ARTICLE:
Beley v. Naphtaly

169 U.S. 353 | SCOTUS | 1898

169 U.S. 353 (1898)

BELEY
v.
NAPHTALY.

No. 180.

Supreme Court of United States.

Submitted January 5, 1898.
Decided February 28, 1898.
ERROR TO THE CIRCUIT COURT OF APPEALS FOR THE NINTH CIRCUIT.

*356 Mr. Henry F. Crane for plaintiffs in error.

Mr. A.T. Britton and Mr. A.B. Browne for defendant in error.

MR. JUSTICE PECKHAM, after stating the facts, delivered the opinion of the court.

I. The defendant in error insists that his patent is conclusive evidence that he is a purchaser within the meaning of the seventh section of the statute above quoted, and that no fraud being alleged, no evidence can be received for the purpose of in any other way invalidating the patent issued to him by the Government of the United States.

The patent does not preclude this court from construing the act of 1866, nor does it preclude an inquiry by the court whether the patent was issued without authority or against the expressed will of Congress, as manifested in the statute. Burfenning v. Chicago &c. Railway, 163 U.S. 321, and cases there cited. If it were so issued, it is the duty of the court to give no weight to it. The proper construction of the act of 1866 is, therefore, the first question to be considered.

In order that a person may avail himself of that act, is it necessary that an actual grant from the Mexican authorities to some grantee through whom the title is derived should be proved? If so, the judgment in favor of the plaintiff in this case must be reversed, as no such grant was proved. We are of opinion, however, that the statute does not require proof of such a grant.

When the United States took possession of that portion of the country in which the lands in question are situated, it is public knowledge that there were many claims made by *357 private individuals to lands under alleged grants from the preceding Mexican government. In order to ascertain and settle the questions arising thereunder, Congress, on the 3d of March, 1851, passed an act, c. 41, 9 Stat. 631, in which a commission was constituted and before which claims of that character might be proved. The eighth section provided, "That each and every person claiming lands in California by virtue of any right or title derived from the Spanish or Mexican government, shall present the same to the said commissioners when sitting as a board, together with such documentary evidence and testimony of witnesses as the said claimant relies upon in support of such claims; and it shall be the duty of the commissioners, when the case is ready for hearing, to proceed promptly to examine the same upon such evidence and upon the evidence produced in behalf of the United States, and to decide upon the validity of the said claim, and, within thirty days after such decision is rendered, to certify the same, with the reasons on which it is founded, to the district attorney of the United States in and for the district in which such decision shall be rendered."

It will be noticed that the jurisdiction here given was only to decide upon the validity of the claim presented, and if the commission decided that the claims were not valid ones, as derived from the Mexican or Spanish government, it was the duty of the commission to reject them. Provision was made for a review of the decision of the commissioners by the District Court of the district in which the lands claimed were situated, which court, upon such review, was authorized and required "to decide on the validity of such claim," and an appeal from the decision of the District Court was allowed to be taken to the Supreme Court of the United States.

GIVEN PROBLEM A:
Answer these questions using the Beley v. Naphtaly opinion:
(i) On what date was the case decided?
(ii) Which justice delivered the opinion of the court?
(iii) On what date did Congress pass the act that constituted a commission to hear land claims?
GIVEN PROBLEM B:
List every attorney named in the Beley v. Naphtaly opinion, noting which party each represented.
GIVEN PROBLEM C:
Write the next part of the Beley v. Naphtaly opinion, picking up right after its final sentence.

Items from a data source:
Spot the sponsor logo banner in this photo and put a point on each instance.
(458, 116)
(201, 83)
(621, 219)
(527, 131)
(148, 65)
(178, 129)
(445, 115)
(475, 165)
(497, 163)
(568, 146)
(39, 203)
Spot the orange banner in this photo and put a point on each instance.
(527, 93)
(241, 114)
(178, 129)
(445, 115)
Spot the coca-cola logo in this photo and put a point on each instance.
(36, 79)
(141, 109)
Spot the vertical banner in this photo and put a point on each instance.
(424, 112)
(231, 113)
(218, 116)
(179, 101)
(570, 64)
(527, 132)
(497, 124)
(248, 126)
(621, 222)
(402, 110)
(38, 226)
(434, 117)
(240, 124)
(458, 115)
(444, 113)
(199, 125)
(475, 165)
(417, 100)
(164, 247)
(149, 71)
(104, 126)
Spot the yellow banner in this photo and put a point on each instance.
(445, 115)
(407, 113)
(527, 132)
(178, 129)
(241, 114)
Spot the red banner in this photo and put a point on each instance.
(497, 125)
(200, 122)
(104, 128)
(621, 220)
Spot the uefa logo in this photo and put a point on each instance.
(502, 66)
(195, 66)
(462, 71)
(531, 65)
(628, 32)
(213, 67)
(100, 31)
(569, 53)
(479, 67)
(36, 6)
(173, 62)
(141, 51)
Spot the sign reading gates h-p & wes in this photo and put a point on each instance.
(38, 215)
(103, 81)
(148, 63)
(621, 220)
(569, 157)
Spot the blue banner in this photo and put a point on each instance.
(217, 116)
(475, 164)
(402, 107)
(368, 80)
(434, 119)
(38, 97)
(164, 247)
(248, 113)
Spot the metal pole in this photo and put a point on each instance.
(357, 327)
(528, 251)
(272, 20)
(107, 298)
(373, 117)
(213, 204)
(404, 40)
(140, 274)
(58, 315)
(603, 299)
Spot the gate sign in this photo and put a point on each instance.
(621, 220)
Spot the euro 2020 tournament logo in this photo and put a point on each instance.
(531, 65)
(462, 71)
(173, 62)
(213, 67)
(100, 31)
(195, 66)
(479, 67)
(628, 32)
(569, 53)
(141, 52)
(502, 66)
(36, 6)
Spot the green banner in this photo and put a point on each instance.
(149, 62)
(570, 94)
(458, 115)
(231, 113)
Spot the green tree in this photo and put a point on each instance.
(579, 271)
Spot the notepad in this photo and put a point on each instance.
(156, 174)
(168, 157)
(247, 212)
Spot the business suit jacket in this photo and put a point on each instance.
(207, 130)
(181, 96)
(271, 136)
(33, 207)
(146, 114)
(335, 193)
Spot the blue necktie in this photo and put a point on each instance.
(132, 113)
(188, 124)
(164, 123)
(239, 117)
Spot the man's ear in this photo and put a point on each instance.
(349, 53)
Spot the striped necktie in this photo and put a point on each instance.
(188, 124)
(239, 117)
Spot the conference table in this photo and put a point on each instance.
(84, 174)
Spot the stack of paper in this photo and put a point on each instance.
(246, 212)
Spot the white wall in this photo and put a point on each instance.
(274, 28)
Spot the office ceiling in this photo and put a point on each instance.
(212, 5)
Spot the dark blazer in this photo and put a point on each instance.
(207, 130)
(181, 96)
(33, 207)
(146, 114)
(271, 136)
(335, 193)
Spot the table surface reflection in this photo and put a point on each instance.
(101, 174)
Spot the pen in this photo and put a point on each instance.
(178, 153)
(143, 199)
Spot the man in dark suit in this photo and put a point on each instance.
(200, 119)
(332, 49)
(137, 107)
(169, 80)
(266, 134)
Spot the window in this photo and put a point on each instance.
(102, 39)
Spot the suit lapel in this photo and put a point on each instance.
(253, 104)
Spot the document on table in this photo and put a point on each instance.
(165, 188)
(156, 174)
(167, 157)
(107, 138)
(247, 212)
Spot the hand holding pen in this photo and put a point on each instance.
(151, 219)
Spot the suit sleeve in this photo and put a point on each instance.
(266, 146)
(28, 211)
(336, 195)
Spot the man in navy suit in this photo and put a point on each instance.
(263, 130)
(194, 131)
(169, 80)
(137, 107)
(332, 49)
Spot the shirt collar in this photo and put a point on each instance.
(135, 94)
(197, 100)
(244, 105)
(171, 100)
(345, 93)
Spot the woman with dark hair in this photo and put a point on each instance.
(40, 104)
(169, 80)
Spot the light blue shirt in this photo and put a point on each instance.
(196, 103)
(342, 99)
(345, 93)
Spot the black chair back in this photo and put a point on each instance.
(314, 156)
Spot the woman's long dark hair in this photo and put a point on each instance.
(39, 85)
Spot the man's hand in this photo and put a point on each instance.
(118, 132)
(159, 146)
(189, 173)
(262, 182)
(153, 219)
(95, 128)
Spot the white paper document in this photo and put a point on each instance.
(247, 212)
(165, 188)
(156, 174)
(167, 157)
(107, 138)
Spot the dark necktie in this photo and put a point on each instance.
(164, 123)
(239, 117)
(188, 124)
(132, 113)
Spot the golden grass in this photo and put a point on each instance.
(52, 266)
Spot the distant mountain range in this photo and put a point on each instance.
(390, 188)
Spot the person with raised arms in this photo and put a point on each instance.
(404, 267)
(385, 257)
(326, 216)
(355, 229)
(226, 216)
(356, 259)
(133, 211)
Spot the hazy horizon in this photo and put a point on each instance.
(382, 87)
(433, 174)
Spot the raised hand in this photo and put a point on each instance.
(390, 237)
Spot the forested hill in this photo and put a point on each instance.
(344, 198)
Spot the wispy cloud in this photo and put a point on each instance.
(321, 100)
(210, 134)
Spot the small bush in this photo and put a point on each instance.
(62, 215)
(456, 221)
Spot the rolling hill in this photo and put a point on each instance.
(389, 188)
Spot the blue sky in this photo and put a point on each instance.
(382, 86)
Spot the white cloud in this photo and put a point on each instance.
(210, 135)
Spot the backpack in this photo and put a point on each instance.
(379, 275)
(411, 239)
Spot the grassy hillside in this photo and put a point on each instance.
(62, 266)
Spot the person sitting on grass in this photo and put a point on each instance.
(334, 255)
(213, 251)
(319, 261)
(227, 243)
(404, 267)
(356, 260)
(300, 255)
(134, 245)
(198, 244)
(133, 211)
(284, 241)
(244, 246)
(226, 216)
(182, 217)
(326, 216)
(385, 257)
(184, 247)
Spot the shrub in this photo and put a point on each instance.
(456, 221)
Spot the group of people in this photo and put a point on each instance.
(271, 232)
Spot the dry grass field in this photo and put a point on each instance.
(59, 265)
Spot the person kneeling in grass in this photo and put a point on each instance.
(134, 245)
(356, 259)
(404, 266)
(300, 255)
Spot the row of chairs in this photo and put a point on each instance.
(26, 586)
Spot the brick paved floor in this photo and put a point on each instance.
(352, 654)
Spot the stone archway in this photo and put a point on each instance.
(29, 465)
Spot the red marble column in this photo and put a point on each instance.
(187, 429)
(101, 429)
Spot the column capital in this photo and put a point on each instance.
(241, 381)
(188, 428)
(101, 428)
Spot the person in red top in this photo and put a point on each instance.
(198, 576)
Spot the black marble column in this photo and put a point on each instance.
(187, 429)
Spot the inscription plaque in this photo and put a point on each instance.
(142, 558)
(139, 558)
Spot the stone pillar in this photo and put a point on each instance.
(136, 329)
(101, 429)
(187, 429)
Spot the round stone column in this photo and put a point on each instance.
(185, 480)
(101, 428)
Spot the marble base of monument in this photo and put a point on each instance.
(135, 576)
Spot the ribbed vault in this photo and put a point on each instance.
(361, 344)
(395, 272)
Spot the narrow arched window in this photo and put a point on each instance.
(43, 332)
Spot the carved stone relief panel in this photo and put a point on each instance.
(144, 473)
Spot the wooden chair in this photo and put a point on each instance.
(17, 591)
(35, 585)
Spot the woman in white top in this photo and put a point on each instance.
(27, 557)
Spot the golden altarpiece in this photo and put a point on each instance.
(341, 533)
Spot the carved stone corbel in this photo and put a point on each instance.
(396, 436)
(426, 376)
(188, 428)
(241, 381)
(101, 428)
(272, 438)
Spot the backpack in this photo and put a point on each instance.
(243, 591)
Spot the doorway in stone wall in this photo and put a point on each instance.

EXPECTED OUTPUT A:
(i) February 28, 1898
(ii) Mr. Justice Peckham
(iii) March 3, 1851

EXPECTED OUTPUT B:
Henry F. Crane, for plaintiffs in error
A.T. Britton, for defendant in error
A.B. Browne, for defendant in error

EXPECTED OUTPUT C:
It appeared, from the documents offered in evidence in this action, that the Romeros had presented their claim to this commission, which had rejected it as not being a valid claim, and this rejection had been affirmed by the District Court and by the Supreme Court in the case in the first of Wallace, mentioned above. There must undoubtedly have been, at the time of the enactment of the act of 1866, many cases existing *358 in that part of the country, where claims of bona fide purchasers for value founded upon supposed rights or grants derived from the Mexican or Spanish government had been held to be invalid by the commission appointed under the act of 1851, and where, notwithstanding such decision, the claimants had remained in possession of the lands as originally acquired by them, there being no valid adverse right or title to the lands of which they were in possession, excepting that of the United States. This would have been the natural result arising from the difficulty in making formal and sufficient proof before the commission of valid rights and titles derived from the Mexican or Spanish government. It was only valid claims that the commission had power to allow. Where claims had been made and theretofore adjudged invalid by the Supreme Court of the United States, Congress had, in some instances, by private act, permitted those who were bona fide purchasers from the claimant whose claim had been adjudged invalid, or from his assigns, to enter the land so purchased according to the lines of the public surveys then provided for, at $1.25 per acre, to the extent to which the lands had been reduced to possession at the time of the adjudication by the Supreme Court. Such is the act, approved March 3, 1863, c. 116, 12 Stat. 808, entitled "An act to grant the right of preemption to certain purchasers of the `Soscol Ranch' in the State of California." See also a similar act, approved June 17, 1864, c. 133, 13 Stat. 136; also the act approved July 2, 1864, c. 218, 13 Stat. 372; also the act approved March 3, 1865, c. 115, 13 Stat. 534.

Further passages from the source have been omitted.